What’s interesting is the mix of sales this year, he said, with half the sales being for vacant sections – six of them selling for under $250,000, another six for under $400,000.
“You’d be hard pressed to find 1000sqm with a sea view anywhere else in Auckland for that price. People can start with a modest modular home and add to it over time, there are so many advances in things like solar or septic systems.”
At the other end of the scale, there have been two sales over $2.1m for smart designer homes and the rest for good bachs in the $900,000 to $1m price range, he said. Most coveted are places with their own all-tide private wharf, where generally prices are about $1.2m to $1.3m.
This week Hood settles on a 1990s three-bedroom home in Bon Accord Harbour, the island’s biggest, that sold after just three weeks on the market.
“This summer I’ve sold three in the last two weeks, with another three possible before Christmas. These are keen buyers, they’re island people who want privacy and don’t want to be tripping over each other.

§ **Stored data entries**

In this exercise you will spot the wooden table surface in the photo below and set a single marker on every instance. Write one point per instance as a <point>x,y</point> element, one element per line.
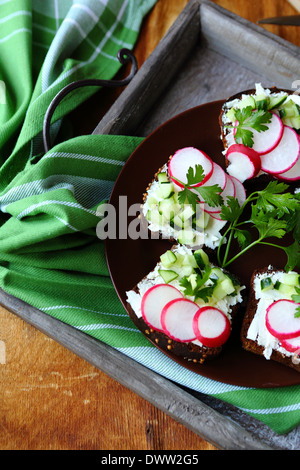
<point>50,399</point>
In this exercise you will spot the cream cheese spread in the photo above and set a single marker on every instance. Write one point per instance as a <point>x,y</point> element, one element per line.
<point>154,278</point>
<point>258,331</point>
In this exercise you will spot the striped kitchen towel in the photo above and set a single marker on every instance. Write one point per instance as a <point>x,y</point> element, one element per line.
<point>50,255</point>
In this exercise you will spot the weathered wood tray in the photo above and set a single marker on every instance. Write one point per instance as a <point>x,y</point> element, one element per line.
<point>207,55</point>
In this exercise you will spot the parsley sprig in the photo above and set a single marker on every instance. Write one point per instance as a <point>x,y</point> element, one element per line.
<point>296,298</point>
<point>190,194</point>
<point>274,212</point>
<point>247,121</point>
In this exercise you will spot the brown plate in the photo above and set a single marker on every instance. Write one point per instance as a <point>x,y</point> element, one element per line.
<point>130,260</point>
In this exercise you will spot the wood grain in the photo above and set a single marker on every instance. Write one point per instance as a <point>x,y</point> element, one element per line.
<point>52,399</point>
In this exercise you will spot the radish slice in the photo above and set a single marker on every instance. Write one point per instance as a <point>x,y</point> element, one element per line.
<point>240,192</point>
<point>265,141</point>
<point>188,157</point>
<point>218,177</point>
<point>283,157</point>
<point>293,174</point>
<point>154,300</point>
<point>211,326</point>
<point>291,345</point>
<point>244,162</point>
<point>281,321</point>
<point>177,320</point>
<point>229,190</point>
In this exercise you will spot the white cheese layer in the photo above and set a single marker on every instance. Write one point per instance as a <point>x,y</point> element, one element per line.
<point>210,236</point>
<point>258,331</point>
<point>154,278</point>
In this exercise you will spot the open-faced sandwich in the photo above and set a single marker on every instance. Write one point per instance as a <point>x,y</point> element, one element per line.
<point>259,130</point>
<point>271,326</point>
<point>183,201</point>
<point>186,304</point>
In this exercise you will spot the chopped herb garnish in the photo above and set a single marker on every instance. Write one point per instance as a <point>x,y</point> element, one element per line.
<point>247,121</point>
<point>188,195</point>
<point>274,212</point>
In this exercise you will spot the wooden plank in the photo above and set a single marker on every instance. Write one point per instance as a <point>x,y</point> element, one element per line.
<point>250,45</point>
<point>168,397</point>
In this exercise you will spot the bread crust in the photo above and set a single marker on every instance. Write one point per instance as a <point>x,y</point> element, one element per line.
<point>252,346</point>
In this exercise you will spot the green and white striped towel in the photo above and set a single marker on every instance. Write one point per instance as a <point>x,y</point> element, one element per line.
<point>50,255</point>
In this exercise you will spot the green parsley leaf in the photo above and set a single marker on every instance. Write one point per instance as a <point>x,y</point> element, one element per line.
<point>296,298</point>
<point>247,120</point>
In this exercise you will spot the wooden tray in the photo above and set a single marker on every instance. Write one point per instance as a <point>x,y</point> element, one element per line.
<point>207,55</point>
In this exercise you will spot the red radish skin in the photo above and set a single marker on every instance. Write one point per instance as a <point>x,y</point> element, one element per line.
<point>177,320</point>
<point>218,177</point>
<point>284,156</point>
<point>281,321</point>
<point>244,162</point>
<point>266,141</point>
<point>293,174</point>
<point>291,345</point>
<point>212,327</point>
<point>240,192</point>
<point>153,302</point>
<point>185,158</point>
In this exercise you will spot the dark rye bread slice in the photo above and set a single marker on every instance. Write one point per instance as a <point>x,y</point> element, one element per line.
<point>250,345</point>
<point>262,179</point>
<point>189,352</point>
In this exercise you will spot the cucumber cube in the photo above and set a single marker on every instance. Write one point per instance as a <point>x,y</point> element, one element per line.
<point>266,284</point>
<point>246,102</point>
<point>187,213</point>
<point>262,102</point>
<point>223,289</point>
<point>189,260</point>
<point>167,275</point>
<point>186,237</point>
<point>163,178</point>
<point>291,279</point>
<point>168,259</point>
<point>201,258</point>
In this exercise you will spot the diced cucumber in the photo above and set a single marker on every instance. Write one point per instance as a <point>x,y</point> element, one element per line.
<point>186,213</point>
<point>193,280</point>
<point>163,177</point>
<point>201,258</point>
<point>178,222</point>
<point>154,217</point>
<point>186,237</point>
<point>286,289</point>
<point>289,110</point>
<point>168,208</point>
<point>189,260</point>
<point>168,275</point>
<point>295,122</point>
<point>202,221</point>
<point>262,102</point>
<point>168,259</point>
<point>152,201</point>
<point>187,270</point>
<point>276,101</point>
<point>223,289</point>
<point>166,190</point>
<point>217,273</point>
<point>231,115</point>
<point>266,284</point>
<point>291,279</point>
<point>248,101</point>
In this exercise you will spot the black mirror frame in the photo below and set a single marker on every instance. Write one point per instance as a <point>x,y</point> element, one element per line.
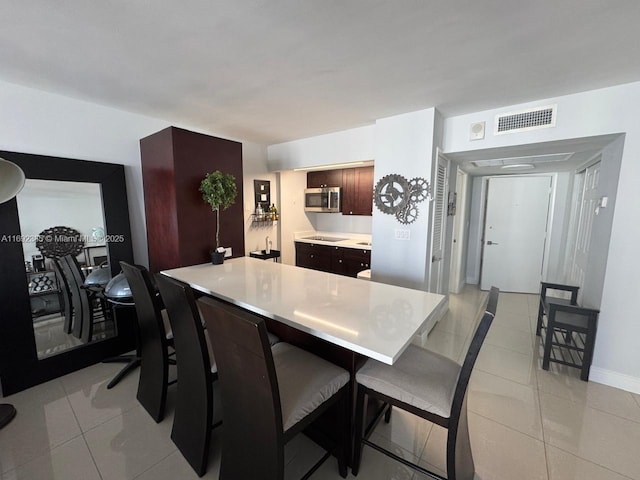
<point>20,367</point>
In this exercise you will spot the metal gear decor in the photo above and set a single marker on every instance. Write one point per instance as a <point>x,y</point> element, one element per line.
<point>395,195</point>
<point>390,193</point>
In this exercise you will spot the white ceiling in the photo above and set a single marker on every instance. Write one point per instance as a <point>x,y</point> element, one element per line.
<point>545,157</point>
<point>275,70</point>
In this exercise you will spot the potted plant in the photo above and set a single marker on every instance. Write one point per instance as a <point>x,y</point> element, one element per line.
<point>219,191</point>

§ **Problems to work on**
[1] In the property sales passage, what do places with their own all-tide private wharf generally sell for?
[2] Could you return the part of the property sales passage starting with "What’s interesting is" and going on through "on the market."?

§ **Answer list**
[1] About $1.2m to $1.3m.

[2]
What’s interesting is the mix of sales this year, he said, with half the sales being for vacant sections – six of them selling for under $250,000, another six for under $400,000.
“You’d be hard pressed to find 1000sqm with a sea view anywhere else in Auckland for that price. People can start with a modest modular home and add to it over time, there are so many advances in things like solar or septic systems.”
At the other end of the scale, there have been two sales over $2.1m for smart designer homes and the rest for good bachs in the $900,000 to $1m price range, he said. Most coveted are places with their own all-tide private wharf, where generally prices are about $1.2m to $1.3m.
This week Hood settles on a 1990s three-bedroom home in Bon Accord Harbour, the island’s biggest, that sold after just three weeks on the market.